*Stored items*:
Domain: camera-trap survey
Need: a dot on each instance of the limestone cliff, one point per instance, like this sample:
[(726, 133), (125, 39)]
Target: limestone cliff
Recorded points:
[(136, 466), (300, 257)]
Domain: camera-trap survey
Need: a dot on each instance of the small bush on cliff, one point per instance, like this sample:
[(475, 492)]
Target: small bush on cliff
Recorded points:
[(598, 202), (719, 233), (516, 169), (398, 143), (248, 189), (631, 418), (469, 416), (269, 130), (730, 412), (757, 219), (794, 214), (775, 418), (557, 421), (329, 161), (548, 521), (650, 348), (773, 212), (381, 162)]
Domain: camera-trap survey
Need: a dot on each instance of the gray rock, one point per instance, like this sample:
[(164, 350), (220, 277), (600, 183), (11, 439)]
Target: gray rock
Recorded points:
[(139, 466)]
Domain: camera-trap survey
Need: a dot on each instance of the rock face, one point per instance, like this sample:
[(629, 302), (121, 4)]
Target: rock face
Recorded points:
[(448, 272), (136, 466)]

*Prompt*: Copy the records verbatim, starting at the beginning of the records and ending with the line that contains "[(139, 466)]", including both ends.

*Task output*:
Domain: camera-trap survey
Need: a dot on each instance of the limestone cliff, one point per instance, like this sample:
[(726, 133), (125, 39)]
Target: limestone cliff
Recorded points:
[(136, 466), (300, 257)]
Domain: camera-trap survey
Need: a dot on each instance of the small bush on cliff, one point per instance, like this sample:
[(475, 492)]
Target: small bush on cliff
Recorded points:
[(598, 202), (719, 233), (516, 169), (398, 143), (248, 189), (631, 418), (469, 416), (269, 130), (730, 412), (757, 219), (794, 214), (775, 418), (557, 421), (329, 161), (548, 521), (650, 348), (773, 212), (381, 162)]
Domain: camera-trap survey
Need: a dot on each instance of the gray rock, one point per instance, like this sample:
[(164, 350), (220, 277), (600, 183), (11, 439)]
Target: gray rock
Recorded points:
[(139, 466)]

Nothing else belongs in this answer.